⟨
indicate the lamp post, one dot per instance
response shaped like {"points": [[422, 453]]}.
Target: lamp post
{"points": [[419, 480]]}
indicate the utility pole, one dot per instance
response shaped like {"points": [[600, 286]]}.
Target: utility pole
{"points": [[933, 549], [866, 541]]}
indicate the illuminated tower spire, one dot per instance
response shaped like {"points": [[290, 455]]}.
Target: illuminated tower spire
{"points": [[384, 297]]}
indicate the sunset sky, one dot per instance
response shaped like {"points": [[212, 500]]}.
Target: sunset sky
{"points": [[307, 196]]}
⟩
⟨
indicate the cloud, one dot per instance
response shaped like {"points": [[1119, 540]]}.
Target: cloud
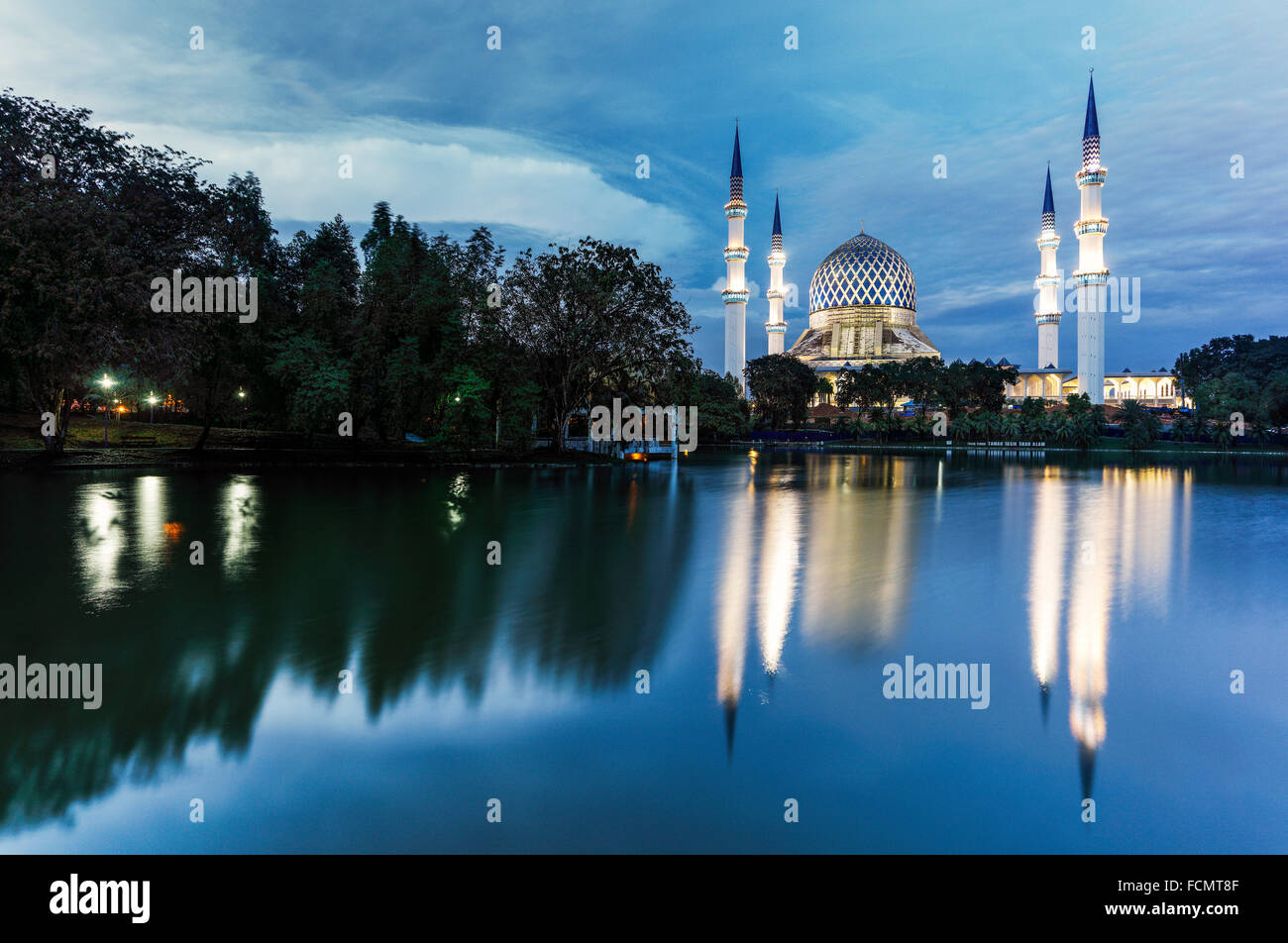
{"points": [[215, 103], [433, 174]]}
⟩
» **TASK DIRECTIONS**: Within the material above, show every line that includes "response".

» **EXPECTED ANSWER**:
response shaped like {"points": [[422, 453]]}.
response shaped like {"points": [[600, 286]]}.
response shaped like {"points": [[290, 455]]}.
response shaped like {"points": [[212, 500]]}.
response shaped like {"points": [[1119, 540]]}.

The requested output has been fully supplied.